Set down each entry from the block beneath, exactly as written.
====
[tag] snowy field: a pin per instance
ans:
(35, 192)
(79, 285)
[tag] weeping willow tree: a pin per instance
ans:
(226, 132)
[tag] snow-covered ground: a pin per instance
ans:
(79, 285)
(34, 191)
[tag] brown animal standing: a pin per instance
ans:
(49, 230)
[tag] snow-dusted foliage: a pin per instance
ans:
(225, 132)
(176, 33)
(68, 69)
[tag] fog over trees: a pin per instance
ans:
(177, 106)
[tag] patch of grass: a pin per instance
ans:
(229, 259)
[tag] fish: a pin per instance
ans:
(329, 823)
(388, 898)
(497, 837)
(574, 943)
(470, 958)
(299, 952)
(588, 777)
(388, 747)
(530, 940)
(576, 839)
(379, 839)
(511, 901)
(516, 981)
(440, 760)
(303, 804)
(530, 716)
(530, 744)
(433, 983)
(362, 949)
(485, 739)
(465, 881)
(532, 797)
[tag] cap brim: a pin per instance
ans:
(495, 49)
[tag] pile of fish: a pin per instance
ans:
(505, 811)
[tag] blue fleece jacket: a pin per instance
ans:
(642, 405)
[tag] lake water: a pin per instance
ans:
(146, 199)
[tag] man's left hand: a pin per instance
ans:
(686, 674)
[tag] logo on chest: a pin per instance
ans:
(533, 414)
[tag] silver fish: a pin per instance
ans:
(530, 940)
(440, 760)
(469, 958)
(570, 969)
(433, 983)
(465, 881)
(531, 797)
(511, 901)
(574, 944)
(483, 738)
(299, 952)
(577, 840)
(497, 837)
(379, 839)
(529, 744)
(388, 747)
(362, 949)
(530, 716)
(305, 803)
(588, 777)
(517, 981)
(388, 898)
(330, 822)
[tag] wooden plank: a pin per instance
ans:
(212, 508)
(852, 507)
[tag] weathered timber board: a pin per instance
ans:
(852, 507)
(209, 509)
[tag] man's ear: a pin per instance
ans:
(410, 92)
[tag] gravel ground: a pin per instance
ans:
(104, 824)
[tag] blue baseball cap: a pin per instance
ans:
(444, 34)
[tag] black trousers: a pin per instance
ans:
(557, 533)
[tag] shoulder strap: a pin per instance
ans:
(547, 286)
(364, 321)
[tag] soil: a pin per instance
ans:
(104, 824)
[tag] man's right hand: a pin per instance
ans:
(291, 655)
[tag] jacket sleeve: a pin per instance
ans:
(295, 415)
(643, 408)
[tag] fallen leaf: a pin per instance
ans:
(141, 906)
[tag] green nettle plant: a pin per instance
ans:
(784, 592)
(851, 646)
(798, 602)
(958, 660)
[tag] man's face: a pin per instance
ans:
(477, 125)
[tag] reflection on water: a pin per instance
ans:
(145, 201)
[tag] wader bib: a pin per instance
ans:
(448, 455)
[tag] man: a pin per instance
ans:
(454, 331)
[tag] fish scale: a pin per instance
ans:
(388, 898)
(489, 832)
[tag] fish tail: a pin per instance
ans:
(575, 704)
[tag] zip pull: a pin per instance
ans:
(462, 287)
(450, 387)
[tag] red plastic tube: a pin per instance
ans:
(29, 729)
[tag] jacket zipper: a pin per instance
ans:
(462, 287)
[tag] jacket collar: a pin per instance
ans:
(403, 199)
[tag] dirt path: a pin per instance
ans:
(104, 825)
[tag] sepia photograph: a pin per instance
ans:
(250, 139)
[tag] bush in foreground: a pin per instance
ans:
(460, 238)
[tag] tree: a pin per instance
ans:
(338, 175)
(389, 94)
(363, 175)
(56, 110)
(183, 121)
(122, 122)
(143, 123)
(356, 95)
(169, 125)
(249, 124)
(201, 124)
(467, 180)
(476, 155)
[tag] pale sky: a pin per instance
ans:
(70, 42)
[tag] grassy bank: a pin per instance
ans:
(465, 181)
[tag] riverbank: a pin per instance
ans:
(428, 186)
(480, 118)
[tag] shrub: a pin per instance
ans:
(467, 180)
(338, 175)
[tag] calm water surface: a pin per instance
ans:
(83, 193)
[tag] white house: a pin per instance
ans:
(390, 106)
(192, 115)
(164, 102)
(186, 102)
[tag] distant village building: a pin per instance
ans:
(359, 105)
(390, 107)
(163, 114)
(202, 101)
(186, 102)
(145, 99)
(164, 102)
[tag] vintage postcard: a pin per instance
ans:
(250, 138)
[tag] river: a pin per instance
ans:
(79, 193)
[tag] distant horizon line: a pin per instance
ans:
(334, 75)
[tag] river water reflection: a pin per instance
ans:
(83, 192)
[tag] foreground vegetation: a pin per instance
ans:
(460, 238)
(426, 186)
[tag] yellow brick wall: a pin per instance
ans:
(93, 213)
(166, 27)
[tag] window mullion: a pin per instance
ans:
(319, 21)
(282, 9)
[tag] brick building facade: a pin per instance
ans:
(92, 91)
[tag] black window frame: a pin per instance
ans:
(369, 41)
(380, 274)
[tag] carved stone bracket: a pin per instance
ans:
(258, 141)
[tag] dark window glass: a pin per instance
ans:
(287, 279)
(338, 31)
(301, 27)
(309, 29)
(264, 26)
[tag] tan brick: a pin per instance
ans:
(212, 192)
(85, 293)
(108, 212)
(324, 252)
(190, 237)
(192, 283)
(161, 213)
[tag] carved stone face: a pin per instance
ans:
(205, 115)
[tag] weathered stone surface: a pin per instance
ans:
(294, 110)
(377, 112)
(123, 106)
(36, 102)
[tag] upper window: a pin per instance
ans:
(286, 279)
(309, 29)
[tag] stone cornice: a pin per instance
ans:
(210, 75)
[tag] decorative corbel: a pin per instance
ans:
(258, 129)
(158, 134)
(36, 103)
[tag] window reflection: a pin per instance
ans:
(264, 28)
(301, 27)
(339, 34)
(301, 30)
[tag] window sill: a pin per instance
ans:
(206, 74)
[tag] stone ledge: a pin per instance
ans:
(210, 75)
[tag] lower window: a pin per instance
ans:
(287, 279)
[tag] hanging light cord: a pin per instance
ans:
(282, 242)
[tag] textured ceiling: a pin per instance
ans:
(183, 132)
====
__COMPLETED TASK__:
[tag] snowy field: a pin per instance
ans:
(35, 192)
(79, 285)
[tag] weeping willow tree: a pin per instance
ans:
(226, 132)
[tag] snow-covered ground: a pin per instance
ans:
(79, 285)
(34, 191)
[tag] brown animal standing: a pin per instance
ans:
(49, 230)
[tag] snow-dusted foliage: a pin per instance
ans:
(225, 132)
(176, 33)
(68, 69)
[tag] fog over trees: a pin per instance
ans:
(177, 106)
[tag] patch of grass: a pin per instance
ans:
(229, 259)
[tag] fish: a pin per instance
ans:
(329, 823)
(388, 898)
(497, 837)
(574, 943)
(470, 958)
(299, 952)
(588, 777)
(388, 747)
(530, 940)
(576, 839)
(379, 839)
(511, 901)
(516, 981)
(440, 760)
(303, 804)
(530, 716)
(530, 744)
(433, 983)
(362, 949)
(485, 739)
(465, 881)
(532, 797)
[tag] cap brim: a pin per instance
ans:
(495, 49)
[tag] pile of fish: a pin per instance
ans:
(505, 811)
[tag] blue fleece jacket: a pin per instance
ans:
(642, 405)
[tag] lake water: a pin per instance
ans:
(146, 199)
[tag] man's left hand: a pin per instance
ans:
(686, 674)
[tag] logo on chest: a pin per instance
ans:
(533, 414)
[tag] silver fish: a pin per instance
ans:
(530, 940)
(440, 760)
(469, 958)
(570, 969)
(433, 983)
(465, 881)
(531, 797)
(511, 901)
(574, 944)
(483, 738)
(299, 952)
(577, 840)
(497, 837)
(379, 839)
(529, 744)
(388, 747)
(362, 949)
(530, 716)
(305, 803)
(588, 777)
(517, 981)
(388, 898)
(330, 822)
[tag] wooden plank: a pin per instance
ans:
(212, 508)
(852, 507)
[tag] weathered timber board: a pin per instance
ans:
(852, 507)
(209, 509)
[tag] man's ear: a pin per instance
ans:
(410, 92)
[tag] gravel ground: a pin per instance
ans:
(104, 824)
[tag] blue baseball cap: a pin per instance
ans:
(444, 34)
[tag] black trousers: a pin per instance
ans:
(557, 533)
[tag] shoulder strap: a pin per instance
ans:
(547, 286)
(364, 321)
[tag] soil: a pin per instance
ans:
(104, 824)
[tag] man's right hand: a pin per instance
ans:
(291, 655)
[tag] jacket sleeve: a pin per instance
ans:
(295, 415)
(643, 408)
[tag] fallen leaf: a pin per instance
ans:
(141, 906)
[tag] green nettle plant: a pin per instance
ans:
(784, 592)
(851, 646)
(798, 602)
(958, 660)
[tag] man's face: a pin per instance
ans:
(477, 125)
[tag] reflection on water: a pin per instance
ans:
(145, 201)
[tag] wader bib: a pin per instance
ans:
(448, 455)
[tag] man: a pin per instance
ans:
(454, 331)
[tag] fish scale: a pin per instance
ans:
(388, 898)
(489, 832)
[tag] fish tail: a pin per instance
ans:
(575, 704)
[tag] zip pull: a pin per instance
ans:
(462, 287)
(450, 387)
[tag] red plastic tube: a pin per instance
ans:
(29, 729)
[tag] jacket zipper: a pin per instance
ans:
(462, 287)
[tag] jacket collar: a pin per instance
ans:
(403, 199)
[tag] dirt path: a pin per instance
ans:
(104, 825)
[tag] sepia photograph: a pin per instance
ans:
(250, 139)
[tag] bush in foreground: a pin per instance
ans:
(460, 238)
[tag] tree: a pin per instance
ans:
(338, 175)
(389, 94)
(363, 175)
(56, 110)
(183, 121)
(122, 122)
(143, 123)
(356, 95)
(169, 125)
(249, 124)
(201, 124)
(467, 180)
(476, 155)
[tag] pale sky: a pin per instance
ans:
(70, 42)
[tag] grassy bank: a pin per instance
ans:
(465, 181)
[tag] riverbank: a pin per instance
ans:
(428, 186)
(480, 118)
[tag] shrub: a pin per instance
ans:
(467, 180)
(338, 175)
[tag] calm water surface: a pin per instance
ans:
(83, 193)
[tag] white house: a pin per instance
ans:
(390, 106)
(192, 115)
(164, 102)
(186, 102)
[tag] distant village building: a pin per instance
ans:
(359, 105)
(390, 107)
(163, 114)
(202, 101)
(186, 102)
(145, 99)
(164, 102)
[tag] vintage postcard: a pin per instance
ans:
(250, 138)
[tag] river: a pin per instance
ans:
(79, 193)
[tag] distant horizon line: a pin per instance
ans:
(334, 75)
[tag] river water reflection: a pin per instance
ans:
(83, 192)
[tag] foreground vegetation: a pin per instance
ans:
(460, 238)
(426, 186)
[tag] yellow brick wall: a pin per instance
ans:
(93, 213)
(166, 27)
[tag] window mullion: a pin per instance
ans:
(319, 21)
(282, 9)
[tag] brick building facade: a pin per instance
ans:
(92, 91)
[tag] black window frame: a pin per instance
ans:
(369, 41)
(380, 274)
[tag] carved stone bracket: a pin per instance
ans:
(258, 141)
[tag] dark window glass: a pin per instance
ans:
(287, 279)
(338, 31)
(301, 27)
(309, 29)
(264, 26)
[tag] tan brick: a pin per instance
ans:
(212, 192)
(85, 293)
(108, 212)
(324, 252)
(190, 237)
(192, 283)
(161, 213)
[tag] carved stone face: a pin per instance
ans:
(205, 115)
[tag] weathered stone surface: a pin per instance
ans:
(294, 110)
(377, 112)
(123, 106)
(36, 102)
[tag] upper window: a pin per instance
ans:
(286, 279)
(309, 29)
[tag] stone cornice: a pin per instance
ans:
(210, 75)
[tag] decorative corbel: a pin per instance
ans:
(258, 129)
(158, 134)
(36, 103)
[tag] window reflection: a pin per instance
ans:
(264, 28)
(301, 27)
(339, 34)
(301, 30)
[tag] window sill: a pin per instance
ans:
(206, 74)
[tag] stone ledge: a pin per instance
ans:
(210, 75)
[tag] lower window: a pin per instance
ans:
(287, 279)
[tag] hanging light cord: a pin per instance
ans:
(282, 242)
[tag] textured ceiling: a pin per instance
ans:
(183, 132)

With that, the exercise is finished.